=== Passage ===
%%

Astronomers working with the Japanese/NASA Advanced Satellite for Cosmology and Astrophysics (ASCA) have found an indicator of the rate at which giant black holes at the centers of distant galaxies are swallowing matter from their surroundings. The indicator consists of X-ray emissions from very energetic iron atoms swirling in toward the edge of the black hole.

"Now, we can observe quasars and other Active Galactic Nuclei and explore what's happening in the immediate environs of their black holes," said Dr. Paul Nandra of NASA's Goddard Space Flight Center in Greenbelt, Md. Nandra leads a team of astrophysicists at Goddard's Laboratory for High Energy Astrophysics that published its results recently in the rapid release web pages of the Astrophysical Journal Letters. It will appear in the Oct. 20, 1997 printed edition of that journal.

ASCA was used to observe a so called X-ray "emission line" produced by iron atoms close to giant black holes believed to be lurking in the centers of these remote galaxies. "This black hole indicator can be thought of as the final cry of doomed matter as it slides down the throat of a black hole," said Nandra. "We found that as black holes swallow material at a greater rate, the X-ray emission lines become dimmer and less distorted." As a result, what he calls "this vanishing emission line" was adopted by the research team as an indicator of black hole material consumption.

"The new findings, like all discoveries, need follow - up with further observations and study, but this is a really exciting and useful result," added Dr. Richard Mushotzky, a senior member of Goddard's research team.

Galaxies are immense collections of billions of stars and interstellar matter held together loosely by their mutual gravity. A typical black hole is the collapsed core of a massive star that has exploded. The gravitational field near it is so intense that nothing, not even light, can escape. Much larger black holes, whose origins are uncertain, are believed to be the powerhouses in the hearts of certain distant galaxies with very bright centers. These bright centers, called Active Galactic Nuclei (AGN) are what the research team studied with the ASCA satellite. The researchers observed almost 40 AGN to establish the X-ray emission line as a reliable indicator of the prodigious rates at which the black holes are consuming matter from their surroundings.

%%

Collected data
%%

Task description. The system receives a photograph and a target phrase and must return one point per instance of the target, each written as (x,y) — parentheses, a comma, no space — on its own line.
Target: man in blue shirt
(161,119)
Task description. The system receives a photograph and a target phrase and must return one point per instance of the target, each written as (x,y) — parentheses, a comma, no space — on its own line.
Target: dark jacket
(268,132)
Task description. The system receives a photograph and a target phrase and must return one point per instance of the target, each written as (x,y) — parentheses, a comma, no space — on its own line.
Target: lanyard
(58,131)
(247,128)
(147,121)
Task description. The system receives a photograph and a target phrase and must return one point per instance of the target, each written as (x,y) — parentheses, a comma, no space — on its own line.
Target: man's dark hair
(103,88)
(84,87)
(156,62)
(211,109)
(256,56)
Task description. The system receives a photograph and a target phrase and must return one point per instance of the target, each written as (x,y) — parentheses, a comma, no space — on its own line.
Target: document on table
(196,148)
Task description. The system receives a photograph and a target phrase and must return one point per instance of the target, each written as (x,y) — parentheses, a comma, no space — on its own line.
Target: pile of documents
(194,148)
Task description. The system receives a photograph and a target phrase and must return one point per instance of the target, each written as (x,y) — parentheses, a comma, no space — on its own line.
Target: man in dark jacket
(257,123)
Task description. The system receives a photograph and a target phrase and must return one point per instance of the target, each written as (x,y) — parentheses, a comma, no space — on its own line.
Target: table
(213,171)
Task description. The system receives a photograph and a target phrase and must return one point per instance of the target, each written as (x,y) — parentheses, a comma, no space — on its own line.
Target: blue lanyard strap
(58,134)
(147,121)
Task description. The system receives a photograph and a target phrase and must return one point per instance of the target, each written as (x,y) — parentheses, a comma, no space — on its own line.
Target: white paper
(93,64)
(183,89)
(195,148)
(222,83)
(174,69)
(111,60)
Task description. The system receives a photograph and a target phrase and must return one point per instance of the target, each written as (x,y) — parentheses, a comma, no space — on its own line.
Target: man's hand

%%

=== Your instructions ===
According to the passage about black holes, how do the X-ray emission lines change as black holes swallow material at a greater rate?

=== Result of the task ===
They become dimmer and less distorted.